DATA SUPPLIED:

╭──

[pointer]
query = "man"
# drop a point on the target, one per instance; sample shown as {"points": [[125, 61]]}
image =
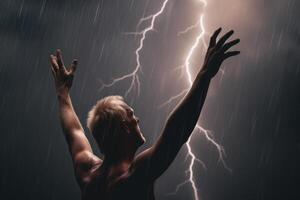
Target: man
{"points": [[121, 174]]}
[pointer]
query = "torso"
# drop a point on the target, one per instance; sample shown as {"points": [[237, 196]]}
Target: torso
{"points": [[128, 185]]}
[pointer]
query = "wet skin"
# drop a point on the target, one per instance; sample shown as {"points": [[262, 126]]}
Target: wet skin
{"points": [[122, 175]]}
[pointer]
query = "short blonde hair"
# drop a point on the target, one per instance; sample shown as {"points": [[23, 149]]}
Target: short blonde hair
{"points": [[103, 120]]}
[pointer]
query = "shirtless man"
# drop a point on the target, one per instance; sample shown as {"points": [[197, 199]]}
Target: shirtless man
{"points": [[121, 174]]}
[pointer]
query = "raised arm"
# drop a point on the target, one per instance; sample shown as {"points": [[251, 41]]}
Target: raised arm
{"points": [[183, 119], [79, 146]]}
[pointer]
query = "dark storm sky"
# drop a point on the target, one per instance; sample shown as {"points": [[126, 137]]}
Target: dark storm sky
{"points": [[253, 109]]}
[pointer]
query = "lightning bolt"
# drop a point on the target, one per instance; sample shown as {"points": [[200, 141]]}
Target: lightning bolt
{"points": [[135, 82], [134, 74]]}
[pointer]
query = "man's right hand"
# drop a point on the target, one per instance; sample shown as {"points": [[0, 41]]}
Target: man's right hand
{"points": [[217, 52], [63, 77]]}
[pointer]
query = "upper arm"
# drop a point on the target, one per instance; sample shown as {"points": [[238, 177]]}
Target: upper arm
{"points": [[155, 160]]}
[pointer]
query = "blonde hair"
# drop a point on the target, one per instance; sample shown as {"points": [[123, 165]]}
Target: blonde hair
{"points": [[103, 120]]}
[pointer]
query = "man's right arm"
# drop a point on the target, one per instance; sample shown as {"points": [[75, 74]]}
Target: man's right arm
{"points": [[79, 146]]}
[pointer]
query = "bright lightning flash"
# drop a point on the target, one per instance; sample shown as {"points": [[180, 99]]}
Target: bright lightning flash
{"points": [[187, 66], [134, 74]]}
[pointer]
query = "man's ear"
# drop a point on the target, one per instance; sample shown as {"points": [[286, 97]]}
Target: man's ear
{"points": [[124, 126]]}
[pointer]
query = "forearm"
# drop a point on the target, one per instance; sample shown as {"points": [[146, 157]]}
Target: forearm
{"points": [[183, 119], [68, 118]]}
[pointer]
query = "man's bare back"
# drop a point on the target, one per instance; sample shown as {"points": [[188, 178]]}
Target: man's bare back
{"points": [[122, 174], [128, 185]]}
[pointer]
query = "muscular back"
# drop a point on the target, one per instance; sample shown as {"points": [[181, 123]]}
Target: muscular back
{"points": [[128, 185]]}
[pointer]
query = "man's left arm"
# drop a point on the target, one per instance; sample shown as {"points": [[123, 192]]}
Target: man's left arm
{"points": [[183, 119]]}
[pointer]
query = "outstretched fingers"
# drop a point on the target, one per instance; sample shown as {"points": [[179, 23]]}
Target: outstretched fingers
{"points": [[60, 61], [53, 61], [223, 39], [73, 66], [213, 38], [230, 54], [230, 44]]}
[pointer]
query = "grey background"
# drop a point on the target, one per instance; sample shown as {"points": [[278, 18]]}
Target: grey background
{"points": [[253, 109]]}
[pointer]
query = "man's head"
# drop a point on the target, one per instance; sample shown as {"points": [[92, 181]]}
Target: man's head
{"points": [[114, 125]]}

╰──

ASSIGNED TASK:
Reproduce the material exactly; omit the pictures.

REPLY:
[pointer]
query = "man"
# drop a point on the target, one per instance; sample shown as {"points": [[125, 61]]}
image =
Target: man
{"points": [[121, 174]]}
[pointer]
query = "torso"
# drop a point on the target, one per instance; sample shown as {"points": [[237, 196]]}
Target: torso
{"points": [[128, 185]]}
[pointer]
query = "wet skin"
# drop a point on the target, one per instance; sample shown as {"points": [[262, 126]]}
Target: wet skin
{"points": [[122, 175]]}
[pointer]
query = "short blonde hair"
# drop a point on the target, one per instance; sample shown as {"points": [[23, 149]]}
Target: short blonde hair
{"points": [[103, 120]]}
[pointer]
query = "shirtless man"
# drop a point on the target, one per instance; sample shown as {"points": [[197, 199]]}
Target: shirtless man
{"points": [[121, 174]]}
[pointer]
query = "raised arm"
# drop a point on the target, one per instance; sample shown as {"points": [[251, 41]]}
Target: raised arm
{"points": [[183, 119], [79, 146]]}
[pointer]
query = "dark storm sky"
# drop a point on the target, one per instance; sample shown as {"points": [[126, 137]]}
Target: dark storm sky
{"points": [[253, 109]]}
[pointer]
query = "lightning bolt"
# drop a point on the target, one per instance; sample shown as {"points": [[200, 141]]}
Target: lightning bolt
{"points": [[135, 82], [134, 74]]}
[pointer]
query = "man's right hand"
# drop a point on the target, one per instance; sample shown as {"points": [[0, 41]]}
Target: man's right hand
{"points": [[217, 52], [63, 77]]}
[pointer]
query = "upper arm"
# drop a point on the target, one per instance; sample shown as {"points": [[238, 177]]}
Target: upper arm
{"points": [[155, 160]]}
[pointer]
query = "blonde hair"
# drop a point on the target, one per instance; sample shown as {"points": [[123, 165]]}
Target: blonde hair
{"points": [[103, 120]]}
[pointer]
query = "man's right arm"
# drop a point on the target, one per instance; sample shown as {"points": [[75, 74]]}
Target: man's right arm
{"points": [[79, 146]]}
[pointer]
query = "bright lightning flash"
# drop a point on the target, one per instance; sample shown as {"points": [[180, 99]]}
Target: bright lightning flash
{"points": [[187, 66], [134, 74]]}
[pointer]
query = "man's ear"
# drop a point on the target, one per instance; sample shown as {"points": [[286, 97]]}
Target: man's ear
{"points": [[124, 126]]}
[pointer]
query = "forearm"
# drop a point on the target, one per instance; sample shown as {"points": [[146, 157]]}
Target: forearm
{"points": [[183, 119], [68, 118]]}
[pointer]
query = "man's bare back"
# drop a point on the target, one per instance; sample shown as {"points": [[188, 178]]}
Target: man's bare back
{"points": [[122, 174], [128, 185]]}
[pointer]
query = "muscular back"
# drop a point on the target, one per instance; sample shown as {"points": [[181, 123]]}
Target: muscular back
{"points": [[128, 185]]}
[pointer]
query = "man's left arm"
# drop a point on the target, one per instance; sample shown as {"points": [[123, 192]]}
Target: man's left arm
{"points": [[183, 119]]}
[pointer]
query = "outstretched fingers"
# drop a point on the target, one per instance; sample shown as {"points": [[179, 23]]}
Target: outstretched fingers
{"points": [[60, 61], [53, 61], [223, 39], [73, 66], [213, 38], [230, 54], [230, 44]]}
[pointer]
query = "grey background"
# drop a point on the target, one per instance; sample shown as {"points": [[278, 18]]}
Target: grey background
{"points": [[253, 109]]}
[pointer]
query = "man's head"
# drop a point on the target, one per instance; sample shown as {"points": [[92, 181]]}
Target: man's head
{"points": [[114, 125]]}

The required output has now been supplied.